Records excerpted from a collection
==================================================

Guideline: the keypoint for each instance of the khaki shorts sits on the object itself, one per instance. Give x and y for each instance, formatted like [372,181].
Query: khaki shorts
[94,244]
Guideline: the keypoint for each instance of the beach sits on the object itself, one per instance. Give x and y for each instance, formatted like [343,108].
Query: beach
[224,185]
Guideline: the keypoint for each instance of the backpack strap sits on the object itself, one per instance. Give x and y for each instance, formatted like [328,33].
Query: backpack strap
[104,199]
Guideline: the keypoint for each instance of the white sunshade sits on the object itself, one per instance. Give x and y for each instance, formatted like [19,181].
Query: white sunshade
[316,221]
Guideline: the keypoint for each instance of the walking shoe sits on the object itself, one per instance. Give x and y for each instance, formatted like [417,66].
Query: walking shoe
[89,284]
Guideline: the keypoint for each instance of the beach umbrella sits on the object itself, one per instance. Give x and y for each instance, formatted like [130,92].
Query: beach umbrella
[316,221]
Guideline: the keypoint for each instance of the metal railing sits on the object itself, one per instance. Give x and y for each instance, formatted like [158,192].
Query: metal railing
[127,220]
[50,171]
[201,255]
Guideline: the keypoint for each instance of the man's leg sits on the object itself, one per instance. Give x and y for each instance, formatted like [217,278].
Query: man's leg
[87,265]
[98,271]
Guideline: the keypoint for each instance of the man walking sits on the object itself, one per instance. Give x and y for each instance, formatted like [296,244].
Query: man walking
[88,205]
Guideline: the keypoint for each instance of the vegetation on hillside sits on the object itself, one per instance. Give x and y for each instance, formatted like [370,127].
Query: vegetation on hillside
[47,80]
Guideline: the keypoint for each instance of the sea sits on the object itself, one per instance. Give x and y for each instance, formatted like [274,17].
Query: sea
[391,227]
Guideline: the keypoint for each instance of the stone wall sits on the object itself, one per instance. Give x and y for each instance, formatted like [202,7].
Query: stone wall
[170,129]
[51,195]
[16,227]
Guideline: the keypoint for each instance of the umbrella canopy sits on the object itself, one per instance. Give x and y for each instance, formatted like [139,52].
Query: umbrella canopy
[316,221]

==================================================

(TASK GOAL) Above are the records; set each one down word for word.

(EXERCISE OUTPUT)
Guideline: the keypoint for each instance of the khaki shorts sits on the object itself, one per instance. Give x and y for each instance, formatted like [372,181].
Query: khaki shorts
[94,244]
Guideline: the keypoint for each instance of the beach sits on the object itself, one per instance. Give x and y for each instance, formatted like [343,108].
Query: beach
[224,185]
Guideline: the keypoint for each instance of the backpack strap sits on the object itself, one per instance. Give x and y for each instance, formatted like [328,33].
Query: backpack strap
[104,199]
Guideline: the keypoint for each instance of the white sunshade sits on the object itself, one per instance. Give x and y for each instance, formatted like [19,181].
Query: white sunshade
[316,221]
Guideline: the keypoint for each instance of the walking shoe sits on the object itself, one per instance. Give x and y for each instance, formatted like [417,66].
Query: walking shoe
[89,284]
Guideline: the keypoint for each instance of the beach umbrella sits on the object itself, one per instance. Give x and y for each instance, formatted like [130,92].
Query: beach umbrella
[316,221]
Guideline: the keypoint for each instance of the metal railing sits on the object itself, one per instance. Give x and y for each instance, formatted like [158,192].
Query: metal railing
[127,220]
[50,171]
[201,255]
Guideline: the keypoint for each instance of the man's leg sits on the object itself, one per instance. Give x and y for each instance, formatted like [217,278].
Query: man's leg
[87,265]
[98,271]
Guideline: the keypoint for each instance of the man walking sits on the object itself, one per instance. Give x and y for each instance, formatted like [296,244].
Query: man walking
[88,205]
Guideline: the keypoint for each instance of the vegetation on hillside sits on the object itself, one per instance. Give x and y for each instance, formatted like [370,127].
Query: vegetation on hillside
[47,80]
Guideline: the keypoint for each instance of the sea sits on the object itself, one per instance. Give x and y for each instance, formatted like [274,17].
Query: sea
[391,227]
Guideline: the keypoint for each instance of the stone wall sits on the object itself, one per instance. Give x and y for each instance, formatted like [202,7].
Query: stone wall
[170,129]
[51,195]
[16,227]
Guideline: the keypoint for each instance of the umbrella canopy sits on the object itself, one per instance. Give x and y for each instance, formatted like [139,52].
Query: umbrella canopy
[316,221]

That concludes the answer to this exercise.